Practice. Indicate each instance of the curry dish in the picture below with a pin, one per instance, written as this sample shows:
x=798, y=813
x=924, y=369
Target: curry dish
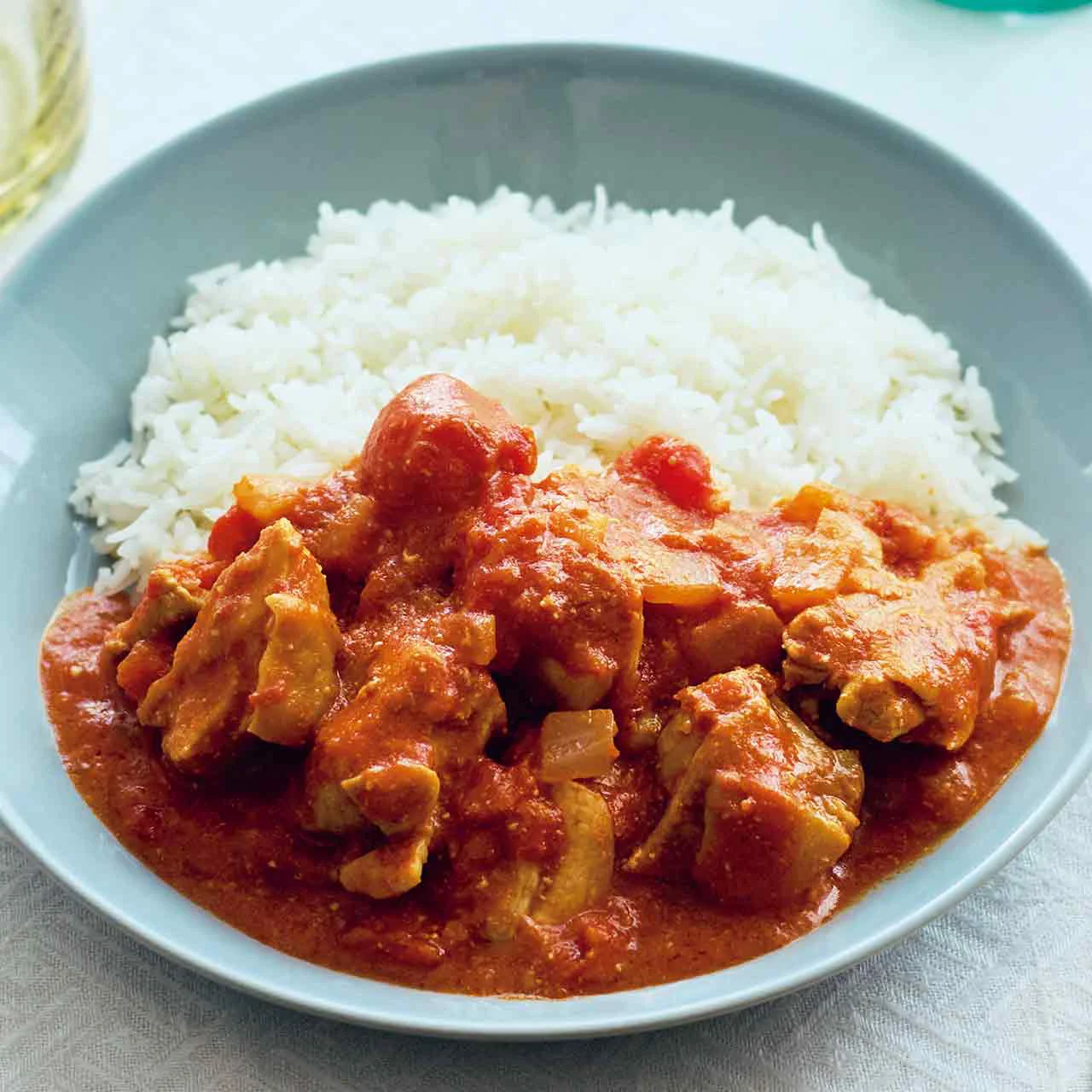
x=430, y=721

==================================================

PROBLEM TO SOLVE> When you transcribe the entries, reproduce each line exactly and skip any picture.

PROBLEM SOLUTION>
Practice. Indicate each instance of the curry dish in the picture below with a pin, one per instance, written as this sample shows:
x=798, y=813
x=924, y=369
Target: curry dish
x=430, y=721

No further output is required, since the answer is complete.